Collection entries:
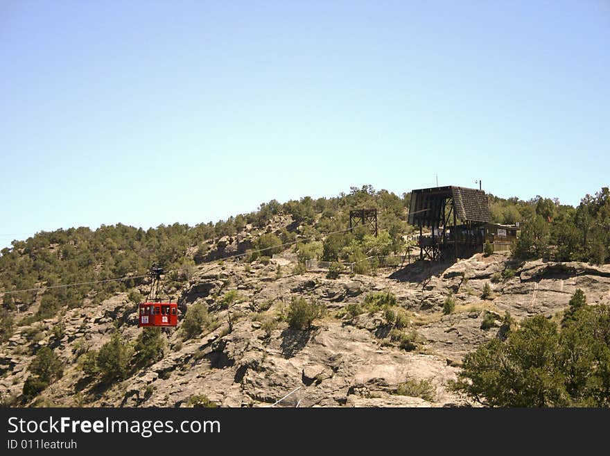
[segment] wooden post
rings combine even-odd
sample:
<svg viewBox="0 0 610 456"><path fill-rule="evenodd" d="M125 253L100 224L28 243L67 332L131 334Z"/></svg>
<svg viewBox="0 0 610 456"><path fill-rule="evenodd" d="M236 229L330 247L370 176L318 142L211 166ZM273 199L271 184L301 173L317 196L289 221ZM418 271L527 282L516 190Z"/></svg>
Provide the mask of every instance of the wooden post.
<svg viewBox="0 0 610 456"><path fill-rule="evenodd" d="M424 261L424 248L421 246L421 221L419 221L419 260Z"/></svg>
<svg viewBox="0 0 610 456"><path fill-rule="evenodd" d="M453 212L453 249L455 252L455 261L458 261L458 218L455 216L455 200L451 198L451 212Z"/></svg>

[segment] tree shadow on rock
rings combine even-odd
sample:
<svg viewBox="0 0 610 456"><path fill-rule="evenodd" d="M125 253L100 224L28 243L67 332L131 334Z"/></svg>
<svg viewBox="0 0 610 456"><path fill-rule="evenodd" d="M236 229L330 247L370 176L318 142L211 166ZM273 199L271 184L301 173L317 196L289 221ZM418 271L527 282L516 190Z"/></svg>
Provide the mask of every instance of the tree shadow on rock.
<svg viewBox="0 0 610 456"><path fill-rule="evenodd" d="M416 261L401 269L394 271L388 278L398 282L420 282L429 280L433 276L438 276L455 264L455 261Z"/></svg>
<svg viewBox="0 0 610 456"><path fill-rule="evenodd" d="M287 328L281 332L281 353L286 358L293 357L307 345L313 335L313 330L294 330Z"/></svg>

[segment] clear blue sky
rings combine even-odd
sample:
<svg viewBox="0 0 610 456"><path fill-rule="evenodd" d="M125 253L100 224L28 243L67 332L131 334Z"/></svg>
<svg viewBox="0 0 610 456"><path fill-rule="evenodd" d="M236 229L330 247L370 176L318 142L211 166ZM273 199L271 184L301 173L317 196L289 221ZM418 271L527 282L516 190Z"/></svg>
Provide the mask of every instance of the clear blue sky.
<svg viewBox="0 0 610 456"><path fill-rule="evenodd" d="M0 246L439 184L610 184L610 3L0 3Z"/></svg>

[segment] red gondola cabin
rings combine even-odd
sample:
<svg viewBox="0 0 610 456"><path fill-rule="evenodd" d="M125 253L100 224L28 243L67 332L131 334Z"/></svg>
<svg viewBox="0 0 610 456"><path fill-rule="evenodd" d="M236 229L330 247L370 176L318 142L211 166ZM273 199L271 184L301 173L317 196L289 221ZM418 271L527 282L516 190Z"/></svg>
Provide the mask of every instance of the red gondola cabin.
<svg viewBox="0 0 610 456"><path fill-rule="evenodd" d="M140 303L138 326L175 326L178 305L175 303Z"/></svg>

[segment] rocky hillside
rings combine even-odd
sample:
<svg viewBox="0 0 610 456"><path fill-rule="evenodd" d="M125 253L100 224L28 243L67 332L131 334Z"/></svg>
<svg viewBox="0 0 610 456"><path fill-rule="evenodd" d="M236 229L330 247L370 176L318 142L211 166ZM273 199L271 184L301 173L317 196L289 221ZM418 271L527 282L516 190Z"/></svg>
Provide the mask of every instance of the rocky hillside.
<svg viewBox="0 0 610 456"><path fill-rule="evenodd" d="M239 251L247 240L222 239L216 253ZM85 375L78 360L115 332L134 344L143 330L136 304L123 292L64 308L53 318L17 326L0 345L0 395L6 403L24 405L180 407L206 397L223 407L260 407L298 389L278 406L462 405L464 399L446 383L465 353L501 337L505 312L517 321L537 314L558 318L577 288L590 304L610 300L610 266L514 264L502 253L379 269L374 275L331 279L326 272L299 270L290 255L198 264L176 290L182 321L201 303L214 324L189 338L182 324L166 330L158 361L103 386ZM491 294L484 293L486 284ZM148 286L139 286L142 294ZM219 303L232 290L237 298L229 310ZM376 297L392 295L395 302L375 306ZM294 297L326 310L308 329L286 321ZM24 402L31 363L43 346L60 357L63 375Z"/></svg>

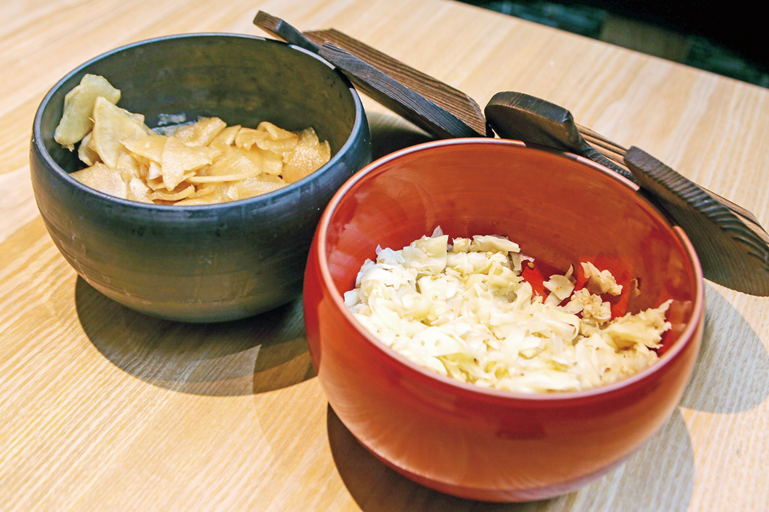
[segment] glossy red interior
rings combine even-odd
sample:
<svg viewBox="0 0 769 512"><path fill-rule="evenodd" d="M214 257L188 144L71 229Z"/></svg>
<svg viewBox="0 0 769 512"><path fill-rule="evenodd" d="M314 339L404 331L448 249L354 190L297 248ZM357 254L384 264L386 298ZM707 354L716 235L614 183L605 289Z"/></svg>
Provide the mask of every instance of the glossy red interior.
<svg viewBox="0 0 769 512"><path fill-rule="evenodd" d="M379 345L341 294L377 245L399 249L441 226L506 235L567 269L594 261L636 278L630 311L673 299L655 367L597 390L516 395L456 383ZM702 277L688 240L636 187L573 156L500 140L454 140L375 162L335 196L305 280L307 336L329 402L396 470L460 496L517 501L578 487L624 460L665 421L691 373Z"/></svg>

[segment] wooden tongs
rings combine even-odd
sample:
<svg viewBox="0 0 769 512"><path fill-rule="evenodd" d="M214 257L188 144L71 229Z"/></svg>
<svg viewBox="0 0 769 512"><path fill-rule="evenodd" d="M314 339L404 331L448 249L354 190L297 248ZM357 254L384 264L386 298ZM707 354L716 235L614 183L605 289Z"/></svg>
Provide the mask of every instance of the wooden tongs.
<svg viewBox="0 0 769 512"><path fill-rule="evenodd" d="M769 296L769 234L752 213L643 150L625 149L577 125L563 107L528 94L500 92L482 112L465 93L337 30L303 33L262 11L254 24L319 54L358 89L434 137L493 137L496 132L604 165L639 185L647 200L684 229L706 278L744 293Z"/></svg>

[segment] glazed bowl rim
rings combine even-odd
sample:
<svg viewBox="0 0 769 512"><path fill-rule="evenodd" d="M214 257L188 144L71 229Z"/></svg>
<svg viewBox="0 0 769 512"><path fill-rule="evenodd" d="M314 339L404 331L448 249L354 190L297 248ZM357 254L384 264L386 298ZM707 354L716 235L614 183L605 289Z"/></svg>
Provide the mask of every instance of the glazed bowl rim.
<svg viewBox="0 0 769 512"><path fill-rule="evenodd" d="M142 203L139 201L131 201L129 199L122 199L116 196L105 194L104 192L100 192L91 187L83 185L76 179L72 178L69 175L69 173L64 169L62 169L62 167L51 157L50 153L48 152L45 145L43 144L43 138L41 136L41 124L42 124L43 112L48 107L48 104L51 101L51 98L53 97L53 95L57 93L60 90L60 88L63 86L63 84L67 80L69 80L72 76L82 72L85 68L87 68L88 66L91 66L92 64L100 60L103 60L107 57L111 57L112 55L121 53L123 51L134 49L136 47L147 46L150 44L160 43L160 42L175 40L175 39L205 39L205 38L246 39L246 40L262 41L267 44L277 44L277 45L290 48L294 51L298 51L305 55L308 55L309 57L312 57L317 61L321 62L322 64L325 64L326 66L328 66L332 71L335 72L335 74L342 81L342 83L347 86L348 90L350 91L350 97L352 98L354 108L355 108L355 120L353 122L352 129L350 130L350 134L347 136L347 139L345 140L345 143L339 148L336 154L333 155L331 159L328 162L326 162L323 166L321 166L319 169L315 170L308 176L305 176L304 178L298 181L295 181L294 183L291 183L285 187L279 188L277 190L273 190L271 192L267 192L265 194L249 197L246 199L239 199L237 201L228 201L224 203L214 203L214 204L205 204L205 205L190 205L190 206L148 204L148 203ZM350 80L342 72L340 72L336 68L336 66L334 66L333 64L325 60L323 57L316 55L308 50L305 50L304 48L301 48L299 46L284 43L283 41L277 41L275 39L267 39L259 36L252 36L248 34L237 34L237 33L230 33L230 32L195 32L195 33L189 33L189 34L173 34L168 36L154 37L150 39L144 39L141 41L129 43L123 46L119 46L112 50L101 53L89 59L88 61L78 65L73 70L69 71L66 75L64 75L64 77L58 80L53 85L53 87L51 87L51 89L46 93L46 95L43 97L43 100L40 102L40 105L38 106L37 111L35 112L34 123L32 126L32 149L37 151L41 155L41 158L45 162L46 166L50 170L53 170L53 172L56 175L62 178L67 185L74 187L75 189L79 190L81 193L91 194L102 201L114 202L123 207L137 208L137 211L142 211L142 210L147 212L154 211L159 214L165 214L167 212L185 212L185 211L214 213L218 210L223 210L223 209L232 208L232 207L237 208L237 207L245 207L245 206L251 206L251 205L272 204L275 201L279 201L282 196L289 195L292 192L298 190L299 188L307 185L311 181L320 179L319 177L323 175L325 171L333 167L339 160L341 160L347 154L348 150L354 144L357 143L357 141L361 137L361 134L365 132L365 130L367 129L368 129L368 125L366 122L365 111L363 109L363 103L361 102L361 99L360 99L360 96L358 95L357 90L352 85ZM43 174L47 175L47 172ZM49 179L49 178L46 178L46 179Z"/></svg>
<svg viewBox="0 0 769 512"><path fill-rule="evenodd" d="M656 361L652 365L646 367L645 369L641 370L640 372L634 375L619 379L618 381L613 382L611 384L606 384L603 386L598 386L595 388L581 390L581 391L559 391L554 393L521 393L521 392L513 392L513 391L503 391L503 390L485 388L485 387L477 386L475 384L461 382L459 380L452 379L450 377L438 374L427 368L423 368L417 365L416 363L408 360L404 356L400 355L390 347L385 346L376 337L374 337L374 335L369 333L365 329L365 327L363 327L362 324L360 324L357 320L355 320L355 318L352 316L352 313L350 313L350 310L345 305L344 298L342 294L339 292L339 290L337 289L336 285L334 284L334 281L331 277L331 272L329 271L328 258L326 256L326 244L327 244L326 238L327 238L331 217L335 213L337 207L339 206L339 203L341 202L342 198L347 194L347 192L350 189L352 189L354 186L356 186L360 181L368 177L370 174L376 172L382 166L392 162L393 160L398 160L400 158L407 157L409 155L413 155L413 154L424 152L424 151L432 151L435 148L441 148L445 146L454 147L454 146L462 146L462 145L498 145L498 146L523 148L527 151L540 151L543 153L559 155L561 157L577 161L583 165L586 165L592 168L595 171L601 172L609 176L611 179L619 181L623 186L630 188L633 191L637 192L639 190L638 185L631 182L630 180L624 178L623 176L609 170L608 168L600 164L597 164L581 156L551 149L551 148L544 148L536 145L527 145L526 143L521 141L513 141L513 140L506 140L506 139L457 138L457 139L431 141L431 142L418 144L415 146L411 146L411 147L396 151L394 153L391 153L389 155L386 155L382 158L375 160L374 162L370 163L369 165L367 165L366 167L358 171L349 180L347 180L347 182L344 185L342 185L339 188L339 190L337 190L336 194L334 194L334 196L331 198L331 201L329 201L328 206L326 207L326 210L323 212L323 216L321 217L320 222L318 223L318 231L317 231L318 233L317 256L318 256L318 266L320 269L320 279L323 281L324 285L329 289L331 300L333 301L337 309L339 309L342 312L342 315L344 316L345 320L353 327L353 329L357 331L357 333L360 336L362 336L365 340L368 341L369 345L373 346L376 350L378 350L381 353L381 355L385 356L387 359L395 361L396 364L403 365L406 368L414 372L417 372L418 374L421 374L423 377L427 377L428 379L434 380L437 383L442 384L444 386L454 388L457 391L461 391L461 392L468 393L470 395L474 395L478 397L485 397L485 398L491 398L491 399L510 399L510 400L520 400L525 402L542 402L542 401L552 402L552 401L575 401L575 400L582 400L590 397L599 397L602 395L611 394L612 392L618 389L632 386L637 382L645 380L646 378L650 377L654 373L659 372L662 368L667 366L675 358L677 354L683 351L688 344L692 343L695 333L699 327L700 319L703 317L704 303L705 303L704 282L703 282L703 274L702 274L700 261L699 261L699 258L697 257L697 253L695 252L694 247L689 241L689 238L684 233L683 229L680 228L679 226L671 224L667 220L667 218L659 212L658 208L655 207L652 203L649 203L648 201L647 201L647 204L649 204L649 206L661 218L661 220L672 229L674 235L678 237L679 241L681 242L684 248L686 256L688 256L689 265L693 270L694 281L695 281L694 294L693 294L694 304L693 304L690 319L687 322L685 329L683 330L683 332L681 332L681 334L675 340L678 343L675 343L670 350L665 351L665 353L662 354L662 356L660 356L658 361ZM642 199L644 198L642 197Z"/></svg>

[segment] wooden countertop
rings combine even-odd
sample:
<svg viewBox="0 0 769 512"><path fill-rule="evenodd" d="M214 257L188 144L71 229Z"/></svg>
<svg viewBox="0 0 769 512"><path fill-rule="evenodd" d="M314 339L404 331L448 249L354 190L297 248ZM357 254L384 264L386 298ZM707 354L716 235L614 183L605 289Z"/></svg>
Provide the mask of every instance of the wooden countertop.
<svg viewBox="0 0 769 512"><path fill-rule="evenodd" d="M694 375L648 445L578 492L494 505L413 484L357 444L314 378L300 304L190 326L134 313L78 278L29 182L44 94L129 42L264 35L251 24L259 9L303 30L342 30L480 105L502 90L562 105L769 226L766 89L444 0L3 2L0 510L769 509L767 298L707 282ZM421 140L365 104L379 154Z"/></svg>

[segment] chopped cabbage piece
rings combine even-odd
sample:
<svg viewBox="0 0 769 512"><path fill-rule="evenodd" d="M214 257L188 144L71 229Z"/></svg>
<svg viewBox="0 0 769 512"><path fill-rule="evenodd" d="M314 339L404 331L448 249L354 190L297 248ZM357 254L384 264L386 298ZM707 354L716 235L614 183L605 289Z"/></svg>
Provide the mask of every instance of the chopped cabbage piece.
<svg viewBox="0 0 769 512"><path fill-rule="evenodd" d="M414 363L478 386L540 393L601 386L657 360L671 301L612 319L600 294L622 287L607 270L582 262L588 283L576 291L573 268L553 275L543 299L521 276L533 259L514 242L448 241L438 227L401 250L377 248L344 294L363 327Z"/></svg>

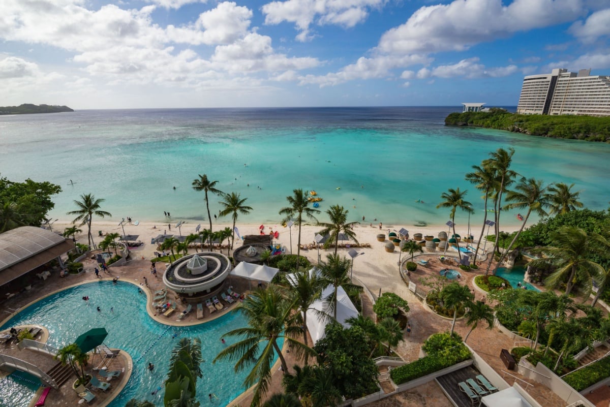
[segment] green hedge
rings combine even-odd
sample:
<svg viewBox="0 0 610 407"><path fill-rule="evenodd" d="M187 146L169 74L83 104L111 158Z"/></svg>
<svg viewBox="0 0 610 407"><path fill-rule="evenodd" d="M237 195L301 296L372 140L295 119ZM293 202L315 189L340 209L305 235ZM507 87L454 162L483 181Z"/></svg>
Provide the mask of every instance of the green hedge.
<svg viewBox="0 0 610 407"><path fill-rule="evenodd" d="M414 380L453 366L470 357L470 351L464 345L461 338L455 333L453 338L447 332L434 334L424 343L422 349L434 353L392 369L390 375L395 383L400 384Z"/></svg>

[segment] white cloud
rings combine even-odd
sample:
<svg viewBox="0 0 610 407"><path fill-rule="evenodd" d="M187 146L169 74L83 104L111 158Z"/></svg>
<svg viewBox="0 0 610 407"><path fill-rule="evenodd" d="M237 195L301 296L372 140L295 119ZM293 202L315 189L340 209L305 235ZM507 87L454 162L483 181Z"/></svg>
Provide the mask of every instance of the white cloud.
<svg viewBox="0 0 610 407"><path fill-rule="evenodd" d="M584 23L576 21L570 27L569 32L586 43L610 35L610 9L595 12L589 16Z"/></svg>
<svg viewBox="0 0 610 407"><path fill-rule="evenodd" d="M382 6L387 0L287 0L272 1L261 10L265 24L293 23L300 32L298 41L307 41L315 35L310 31L314 24L333 24L351 27L364 21L371 9Z"/></svg>
<svg viewBox="0 0 610 407"><path fill-rule="evenodd" d="M387 31L378 49L386 53L463 51L512 33L573 20L581 0L455 0L423 7L404 24Z"/></svg>
<svg viewBox="0 0 610 407"><path fill-rule="evenodd" d="M16 57L7 57L0 60L0 79L9 79L35 76L38 65Z"/></svg>

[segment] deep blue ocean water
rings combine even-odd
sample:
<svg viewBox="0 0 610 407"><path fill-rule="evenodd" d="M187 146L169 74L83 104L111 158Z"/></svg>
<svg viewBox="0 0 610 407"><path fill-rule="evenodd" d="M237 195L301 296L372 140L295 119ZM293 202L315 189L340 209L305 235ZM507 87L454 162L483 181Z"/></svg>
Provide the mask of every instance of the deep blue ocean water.
<svg viewBox="0 0 610 407"><path fill-rule="evenodd" d="M74 199L92 193L106 200L102 209L112 220L161 223L167 211L173 219L199 222L207 218L203 193L191 183L205 174L222 191L248 198L254 211L240 216L243 222L278 223L285 197L302 188L324 199L323 211L343 205L350 221L365 216L388 225L440 224L448 211L436 207L450 188L467 189L473 221L482 219L481 194L464 174L490 152L513 147L513 168L523 175L573 182L586 206L607 207L610 145L444 126L445 117L459 110L146 109L1 116L0 174L60 185L51 214L62 221L71 220L65 214L75 208ZM212 213L218 200L210 199ZM456 223L465 218L458 213Z"/></svg>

What you need to do: Format the listing from its first line through the line holding "328L281 332L281 353L286", both included, as a JSON list of strings with one string per line. Omit blank lines, and leave the pictures out of the answer.

Written answer:
[
  "[segment] wooden post",
  "rings combine even-odd",
  "sample:",
  "<svg viewBox=\"0 0 610 456\"><path fill-rule=\"evenodd\" d=\"M125 253L100 224L28 243L67 332L131 334Z\"/></svg>",
  "<svg viewBox=\"0 0 610 456\"><path fill-rule=\"evenodd\" d=\"M236 229L330 247L370 176L318 142L211 166ZM273 199L271 184L301 173L317 196L289 221ZM418 271L527 282L516 190Z\"/></svg>",
  "Provide the mask of every instance of the wooden post.",
  "<svg viewBox=\"0 0 610 456\"><path fill-rule=\"evenodd\" d=\"M424 261L424 248L421 246L421 221L419 221L419 260Z\"/></svg>",
  "<svg viewBox=\"0 0 610 456\"><path fill-rule=\"evenodd\" d=\"M453 212L453 249L455 252L455 261L458 261L458 218L455 216L455 200L451 198L451 212Z\"/></svg>",
  "[segment] tree shadow on rock",
  "rings combine even-odd",
  "sample:",
  "<svg viewBox=\"0 0 610 456\"><path fill-rule=\"evenodd\" d=\"M125 253L100 224L28 243L67 332L131 334Z\"/></svg>",
  "<svg viewBox=\"0 0 610 456\"><path fill-rule=\"evenodd\" d=\"M236 229L330 247L370 176L318 142L211 166ZM273 199L271 184L301 173L317 196L289 221ZM418 271L527 282L516 190Z\"/></svg>",
  "Provide the mask of every instance of the tree shadow on rock.",
  "<svg viewBox=\"0 0 610 456\"><path fill-rule=\"evenodd\" d=\"M416 261L401 269L394 271L388 278L398 282L420 282L429 280L433 276L438 276L455 264L455 261Z\"/></svg>",
  "<svg viewBox=\"0 0 610 456\"><path fill-rule=\"evenodd\" d=\"M287 328L281 332L281 353L286 358L293 357L307 345L313 335L313 330L294 330Z\"/></svg>"
]